MVV Algorithm for Parallelized Bipartite Matching

There are already many polynomial sequential algorithms that can be used for matching, but we can make use of Polynomial Identity Testing to come up with a randomized, parallelizable algorithm (Mulmuley, Vazirani and Vazirani algorithm)

Edmond’s Matrix

Given a graph $G = (L, R, E)$ , we define a matrix $X_{G}$ with entries defined as follows.

X_{ij} = \begin{cases} x_{ij} & \text{if}\ \text{exists an edge } (i, j), i \in L, j \in R \\ 0 & \text{otherwise} \end{cases}

This matrix is known as Edmond’s matrix. $x_{ij}$ is not some constant, they are distinct variables (hence there are $n^{2}$ variables possible)

We define the determinant of the matrix as

\operatorname{Det}(X) = \sum\limits_{\sigma \in S_{n}} \operatorname{sgn}(\sigma) \prod_{i\in [n]} x_{i \sigma(i)}

Here, $\sigma$ is a permutation that belongs to the set $S_{n}$ , the set of all permutations of length $n$ .

When is $\text{Det}(X) \neq 0$ ?

If the determinant of the matrix is not $0$ , then we know that there exists some permutation $\sigma \in S_{n}$ such that each $x_{i \sigma(i)} \neq 0$ . Remember that no two terms can cancel each other out since all the variables are distinct, which is why this condition is sufficient.

Theorem - Graph $G$ has a perfect matching $\iff$ $\text{Det}(X_{G}) \neq 0$

$G$ has PM $\implies \text{Det}(X_{G}) \neq 0$

Suppose $G$ has a perfect matching, then we essentially have a bijection mapping every $l_{i} \in L$ to a unique $r_{i}\in R$ , and bijections can be seen as a permutation, hence we know that

\prod_{i=1}^{n} X_{i \sigma(i)} = \prod_{i=1}^{n} x_{i \sigma(i)}

is a non-zero monomial in the polynomial, and since we know that the monomials can’t cancel each other out, we have a non-zero determinant.

[Stored records]
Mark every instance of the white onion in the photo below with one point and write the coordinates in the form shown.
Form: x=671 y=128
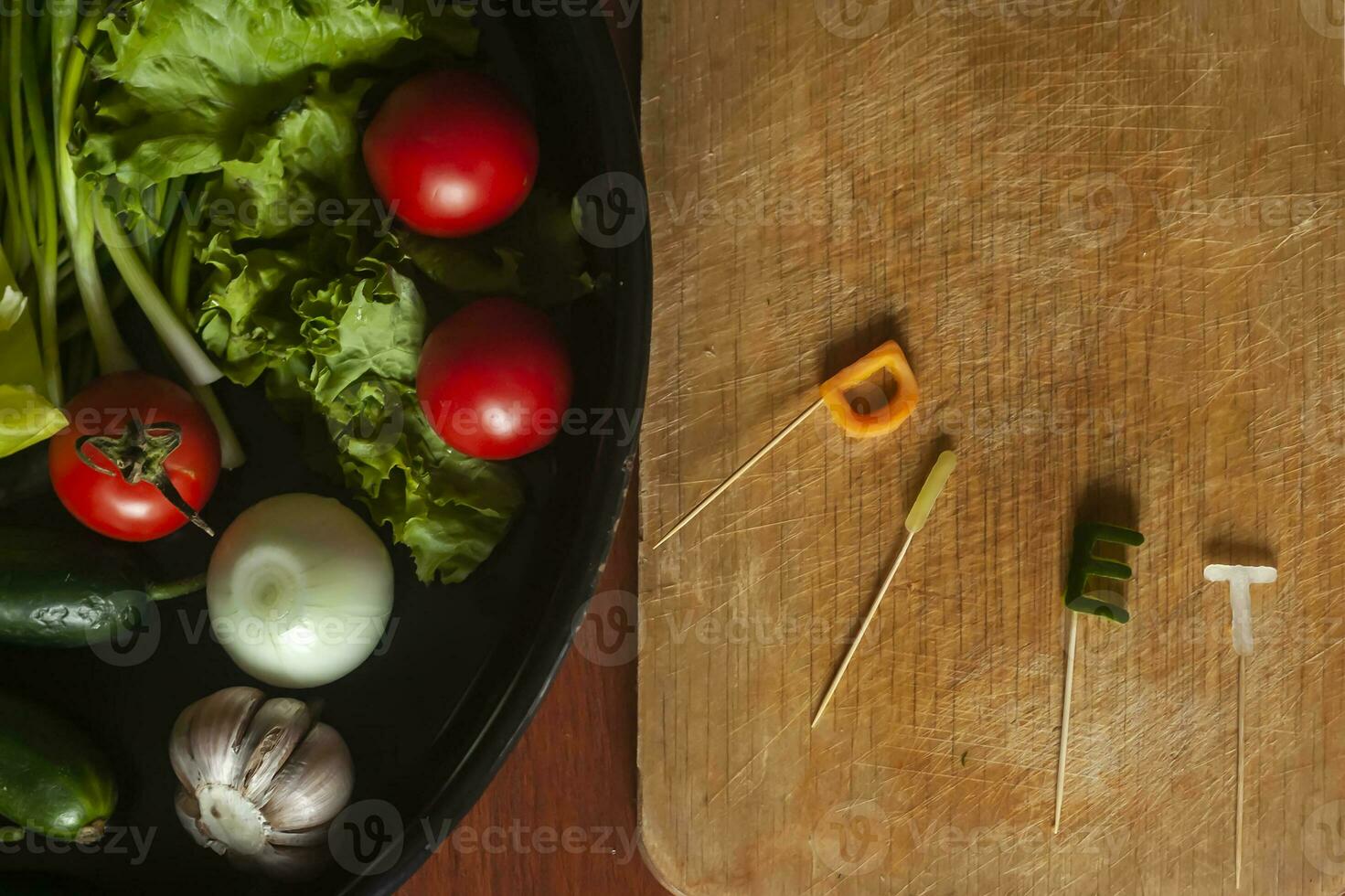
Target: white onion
x=299 y=590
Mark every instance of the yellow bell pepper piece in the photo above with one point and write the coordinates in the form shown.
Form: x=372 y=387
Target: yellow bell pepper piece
x=885 y=357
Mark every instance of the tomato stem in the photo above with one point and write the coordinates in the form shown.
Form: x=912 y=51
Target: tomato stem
x=139 y=455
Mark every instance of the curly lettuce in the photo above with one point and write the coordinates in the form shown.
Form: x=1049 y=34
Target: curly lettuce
x=256 y=104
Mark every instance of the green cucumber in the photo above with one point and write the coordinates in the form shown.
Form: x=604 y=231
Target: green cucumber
x=60 y=590
x=53 y=779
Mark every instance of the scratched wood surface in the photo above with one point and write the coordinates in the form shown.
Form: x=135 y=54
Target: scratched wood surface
x=1110 y=239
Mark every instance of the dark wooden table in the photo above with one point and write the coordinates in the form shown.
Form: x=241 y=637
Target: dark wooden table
x=560 y=818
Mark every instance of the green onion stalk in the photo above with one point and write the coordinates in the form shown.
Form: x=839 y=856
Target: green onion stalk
x=88 y=219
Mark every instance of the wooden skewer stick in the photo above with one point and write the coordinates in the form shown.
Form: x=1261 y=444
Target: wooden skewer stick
x=1240 y=580
x=915 y=522
x=724 y=485
x=864 y=627
x=1238 y=824
x=1064 y=718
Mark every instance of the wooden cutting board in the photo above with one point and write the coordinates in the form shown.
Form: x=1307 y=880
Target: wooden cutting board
x=1110 y=239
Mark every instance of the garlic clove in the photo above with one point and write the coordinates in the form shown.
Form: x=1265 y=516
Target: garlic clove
x=284 y=862
x=277 y=728
x=188 y=813
x=310 y=837
x=230 y=818
x=314 y=786
x=210 y=733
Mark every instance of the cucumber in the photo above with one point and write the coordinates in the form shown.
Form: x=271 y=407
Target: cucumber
x=53 y=779
x=65 y=590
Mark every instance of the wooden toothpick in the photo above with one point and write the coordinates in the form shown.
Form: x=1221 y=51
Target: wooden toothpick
x=1238 y=824
x=1064 y=719
x=724 y=485
x=1240 y=580
x=935 y=482
x=834 y=394
x=1084 y=565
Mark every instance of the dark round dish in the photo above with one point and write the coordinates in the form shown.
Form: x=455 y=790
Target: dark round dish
x=432 y=718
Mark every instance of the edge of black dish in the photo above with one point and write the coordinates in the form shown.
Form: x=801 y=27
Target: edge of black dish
x=513 y=702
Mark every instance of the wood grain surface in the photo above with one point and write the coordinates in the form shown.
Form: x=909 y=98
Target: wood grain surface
x=1108 y=236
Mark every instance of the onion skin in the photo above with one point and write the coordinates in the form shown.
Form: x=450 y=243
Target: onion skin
x=300 y=591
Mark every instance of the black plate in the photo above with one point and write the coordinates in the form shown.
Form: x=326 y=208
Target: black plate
x=432 y=719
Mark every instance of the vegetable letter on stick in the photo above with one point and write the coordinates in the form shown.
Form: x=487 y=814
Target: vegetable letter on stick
x=1082 y=567
x=859 y=425
x=1240 y=580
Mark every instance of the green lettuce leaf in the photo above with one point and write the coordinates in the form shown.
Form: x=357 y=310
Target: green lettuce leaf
x=346 y=350
x=188 y=82
x=551 y=271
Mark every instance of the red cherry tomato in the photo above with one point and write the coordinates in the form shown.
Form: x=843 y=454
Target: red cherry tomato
x=452 y=154
x=494 y=379
x=134 y=444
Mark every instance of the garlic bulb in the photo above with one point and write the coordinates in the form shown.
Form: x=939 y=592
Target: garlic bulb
x=262 y=779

Problems >>
a: In the stored records, rename "Target" to "Item" starting with the line with "Mark every instance of the garlic clove" and going on through the line with "x=551 y=271". Return only those lines, with nothing else altered.
b: Continue the page text on the MVV matching algorithm, starting right after its final sentence.

Answers to the exercise >>
a:
Mark every instance of the garlic clove in the photo above with one point and write the coordinates in the form shown.
Form: x=1265 y=516
Item: garlic clove
x=284 y=862
x=277 y=728
x=188 y=813
x=310 y=837
x=230 y=818
x=314 y=786
x=210 y=733
Mark every instance of the cucumber in the photo above with one point and write the coordinates in the form shown.
Form: x=271 y=407
Item: cucumber
x=53 y=779
x=65 y=590
Mark every instance of the wooden toothpick in the photo above with one point and write the coordinates in the form shown.
Form: x=1221 y=51
Item: wooden toothpick
x=1238 y=824
x=1064 y=719
x=724 y=485
x=1240 y=580
x=935 y=482
x=834 y=394
x=1084 y=565
Mark every instance of the dark round dish in the photo above with one point and write the coordinates in the form shown.
Form: x=455 y=790
Item: dark round dish
x=432 y=718
Mark every instance of the edge of black dish in the photo above with one point and write the coordinates in the form shown.
Form: x=801 y=27
Item: edge of black dish
x=513 y=702
Mark every instance of the wood grain surface in the photo above with one point and write the coordinates in the form shown.
Form: x=909 y=98
Item: wood grain surface
x=1108 y=236
Mark every instance of the onion skin in the photo above with one point and write the coordinates in the form shown.
Form: x=450 y=243
Item: onion skin
x=300 y=591
Mark every instance of the black plate in the photo above with one point and write the coordinates in the form shown.
Form: x=326 y=208
Item: black plate
x=432 y=719
Mark every instance of the vegetable letter on stick in the photo above with one point and write the coordinates in the form shown.
Form: x=487 y=814
Item: vegetable letter on stick
x=1082 y=567
x=859 y=425
x=1240 y=580
Mark every instance of the green lettuce leaf in the photo above with one point and write the coordinates in the form shown.
Form: x=357 y=310
Item: green lettuce leaf
x=346 y=350
x=188 y=82
x=551 y=271

b:
$G$ has PM $\Longleftarrow \text{Det}(X_{G} \neq 0)$

Suppose $\text{Det}(X_{G}) \neq 0$ , this means that there exists at least one permutation $\sigma$ such that all terms $X_{i \sigma(i)}$ are not $0$ . This indicates that each vertex $l_{i} \in L$ got matched to vvertex $r_{\sigma(i)} \in R$ . Since $\sigma$ is a bijection, we know that matching is perfect.

Using this theorem, we can come up with a sequential algorithm

Sequential Algorithm for Bipartite Matching

$M \leftarrow \{\}$
For each $e = (i, j) \in E$ ,
1. $G' = (L \backslash \{i\}, R \backslash \{j\}, E \backslash \{e\})$
2. If $\operatorname{Det}(X_{G}) \neq 0$
  1. $G \leftarrow G'$
  2. $M \leftarrow M \cup \{e\}$
Return $M$

The running time of this algorithm is $m$ into the time complexity for computing the determinant, $O(mn^{3})$

Note that depending upon the order of edges we take, we could get different perfect matchings.

Theorem - If $A$ is an $n\times n$ matrix, then $\text{Det}(A), \text{adj}(A), A^{-1}$ can all be computed in $O(\log^{2}n)$ time over $O(n^{3.5})$ processors.

Using this theorem, we devise a parallel randomized algorithm for perfect matching.

Parallel Algorithm for Perfect Matching

Theorem - There is a randomized algorithm that finds a perfect matching in $O(\log^{2}n)$ time using $O(mn^{3.5})$ processors with probability $\frac{1}{2}$ .

Key Idea - We randomly assign edge weights in the graph, and show that if a perfect matching exists, there is a unique minimum perfect matching.

Isolation Lemma

Let $S$ be a finite subset of $\mathbb{R}$ . Let $T_{1}, T_{2}, \dots, T_{k}$ be some subsets of $\{1, 2, \dots, m\}$ . For each $i \in \{1, 2, \dots, m\}$ assign a weight uniformly and randomly from $S$ . We define the weight of $T_j$ as

\text{wt}(T_{j}) = \sum\limits_{i\in T_{j}} \text{wt}(i)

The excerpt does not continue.